* SUPPLIED DATA
──────────
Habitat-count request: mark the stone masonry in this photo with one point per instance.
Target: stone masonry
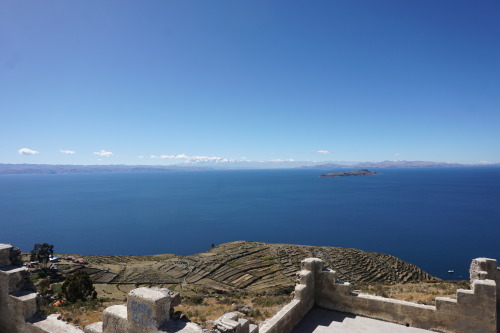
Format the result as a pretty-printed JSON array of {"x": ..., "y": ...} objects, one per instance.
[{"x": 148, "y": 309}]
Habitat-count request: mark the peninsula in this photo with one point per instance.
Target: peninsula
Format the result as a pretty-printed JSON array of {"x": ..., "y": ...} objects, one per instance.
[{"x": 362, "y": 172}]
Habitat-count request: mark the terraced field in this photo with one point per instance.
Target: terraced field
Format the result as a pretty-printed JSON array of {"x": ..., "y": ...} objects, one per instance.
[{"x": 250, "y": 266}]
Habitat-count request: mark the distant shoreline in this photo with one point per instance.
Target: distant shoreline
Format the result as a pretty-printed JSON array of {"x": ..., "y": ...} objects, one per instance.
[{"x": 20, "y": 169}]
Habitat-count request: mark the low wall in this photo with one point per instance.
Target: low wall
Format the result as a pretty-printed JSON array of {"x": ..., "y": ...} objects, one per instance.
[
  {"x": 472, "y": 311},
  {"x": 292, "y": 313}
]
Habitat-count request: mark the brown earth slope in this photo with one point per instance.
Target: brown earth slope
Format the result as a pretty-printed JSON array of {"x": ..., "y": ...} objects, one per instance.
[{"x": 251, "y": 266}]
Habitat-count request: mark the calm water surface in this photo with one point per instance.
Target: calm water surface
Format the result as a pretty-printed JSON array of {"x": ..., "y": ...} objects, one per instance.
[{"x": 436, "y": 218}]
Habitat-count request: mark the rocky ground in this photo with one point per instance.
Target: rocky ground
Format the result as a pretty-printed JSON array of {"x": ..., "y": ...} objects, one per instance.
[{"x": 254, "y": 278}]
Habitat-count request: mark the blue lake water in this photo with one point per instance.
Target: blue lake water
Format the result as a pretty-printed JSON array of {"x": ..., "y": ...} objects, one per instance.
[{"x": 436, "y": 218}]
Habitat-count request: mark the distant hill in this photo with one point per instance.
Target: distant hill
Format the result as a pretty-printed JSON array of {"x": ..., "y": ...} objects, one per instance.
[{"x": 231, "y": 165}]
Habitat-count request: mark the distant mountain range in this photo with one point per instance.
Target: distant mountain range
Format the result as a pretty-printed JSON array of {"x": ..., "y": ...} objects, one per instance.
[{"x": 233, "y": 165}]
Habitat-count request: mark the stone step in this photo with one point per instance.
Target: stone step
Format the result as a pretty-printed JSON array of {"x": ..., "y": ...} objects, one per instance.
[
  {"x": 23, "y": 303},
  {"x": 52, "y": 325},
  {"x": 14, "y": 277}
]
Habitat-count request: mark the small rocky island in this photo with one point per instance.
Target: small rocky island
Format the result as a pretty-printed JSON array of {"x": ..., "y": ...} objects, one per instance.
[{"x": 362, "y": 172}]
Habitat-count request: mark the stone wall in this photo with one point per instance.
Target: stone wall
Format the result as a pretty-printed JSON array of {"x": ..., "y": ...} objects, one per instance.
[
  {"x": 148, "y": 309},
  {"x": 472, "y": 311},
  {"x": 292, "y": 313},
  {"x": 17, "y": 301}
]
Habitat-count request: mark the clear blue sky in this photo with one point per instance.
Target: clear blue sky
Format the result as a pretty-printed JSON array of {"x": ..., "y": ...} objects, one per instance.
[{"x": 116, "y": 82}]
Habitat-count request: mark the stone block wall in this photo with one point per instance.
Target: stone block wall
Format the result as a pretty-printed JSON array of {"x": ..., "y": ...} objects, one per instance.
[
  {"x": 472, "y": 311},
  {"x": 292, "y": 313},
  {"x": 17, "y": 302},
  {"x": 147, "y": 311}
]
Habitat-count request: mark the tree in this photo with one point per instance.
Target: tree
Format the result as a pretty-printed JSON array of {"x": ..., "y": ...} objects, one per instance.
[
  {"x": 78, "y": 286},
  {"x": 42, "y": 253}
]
──────────
* DIRECTIONS
Copy out each record shown above without alteration, skipping any picture.

* RESPONSE
Habitat-count request: mark the stone masonry in this photo with one point per instance.
Target: stone masonry
Format the result as a pretty-printed JSON array of {"x": ..., "y": ...} objects, one per instance.
[{"x": 148, "y": 309}]
Habitat-count request: mark the peninsula in this photo with one point per instance.
Target: peninsula
Format the result as a pretty-printed JSON array of {"x": ..., "y": ...} objects, one per instance.
[{"x": 362, "y": 172}]
Habitat-count request: mark the terraced field in this photo with one point per instance.
Target: terraced field
Format the result as a pretty-printed JSON array of {"x": ..., "y": ...} objects, one per instance.
[{"x": 250, "y": 266}]
Habitat-count request: mark the distant shoreline in this photo with one point per instance.
Target: distant shoreline
Format the result as a pretty-printed JSON array of {"x": ..., "y": ...} objects, one per instance.
[{"x": 20, "y": 169}]
Habitat-count request: mark the low wall in this photo with one point per instance.
Target: low wall
Format the result as a pretty-printed JSON array of {"x": ..., "y": ...} objects, one per instance.
[
  {"x": 472, "y": 311},
  {"x": 292, "y": 313}
]
Habitat-count request: mark the brown earth slope in this photo with one point per instance.
Target: brown earth slope
Format the result as a pretty-printed JSON array of {"x": ..., "y": ...} objects, one per instance.
[{"x": 251, "y": 266}]
Habitat-count request: mark the calm water surface in this photo with one point per instance.
Target: calm water surface
Format the result as a pretty-printed JSON array of {"x": ..., "y": ...} objects, one per instance.
[{"x": 436, "y": 218}]
Habitat-count request: mark the rocky ground in this photo with one point per instance.
Target: rocky ground
Format the result as a pretty-printed JSON array of {"x": ..., "y": ...} objects, one per instance.
[{"x": 254, "y": 278}]
Habitat-count request: mark the blue lake water in this photo with one point per instance.
Target: blue lake water
Format the result as a pretty-printed JSON array of {"x": ..., "y": ...} objects, one per instance.
[{"x": 436, "y": 218}]
Habitat-count request: mark the distant hill in this photo with one point per instance.
Target: distant hill
Format the result as a pretty-printed JSON array of {"x": ..., "y": ...} objects, one per instance.
[{"x": 231, "y": 165}]
Habitat-count request: mark the distant mountain range in this photo with one point per instance.
Target: distant mountain range
Format the result as a pretty-printed JSON array of {"x": ..., "y": ...} objects, one per instance.
[{"x": 233, "y": 165}]
Habitat-count request: mark the stone step in this photo with one point per instance.
Target: stone step
Format the result as a pretty-printed JSON array of {"x": ..., "y": ...} objects, one per instance.
[
  {"x": 23, "y": 303},
  {"x": 52, "y": 325},
  {"x": 14, "y": 277}
]
Habitat-count request: mark the small rocky island in this photo with one point per instance.
Target: small rocky island
Format the result as a pretty-printed JSON array of {"x": ..., "y": ...} objects, one per instance.
[{"x": 362, "y": 172}]
Habitat-count request: mark the stone wall in this photo with one point per instance.
Target: stone wall
Format the result as a pretty-printed JSON array of {"x": ..., "y": ...} objects, one per instance.
[
  {"x": 148, "y": 309},
  {"x": 472, "y": 311},
  {"x": 292, "y": 313},
  {"x": 17, "y": 301}
]
Habitat-count request: mark the clear blue sky in this photo with one point per instance.
Target: clear blue sky
Format the result as a pretty-printed JSON array of {"x": ..., "y": ...} objects, one per instance.
[{"x": 116, "y": 82}]
Habitat-count request: mark the stone block wall in this photo with one point per instance.
Target: stone block wall
Format the result as a pretty-printed JSON array of {"x": ..., "y": ...} objects, one per instance.
[
  {"x": 472, "y": 311},
  {"x": 292, "y": 313},
  {"x": 17, "y": 302},
  {"x": 147, "y": 311}
]
Habitat-count request: mark the tree in this photo with one point per instance.
Target: tree
Format the result as a pretty-printed JSON array of {"x": ..., "y": ...} objects, one per instance.
[
  {"x": 78, "y": 286},
  {"x": 42, "y": 253}
]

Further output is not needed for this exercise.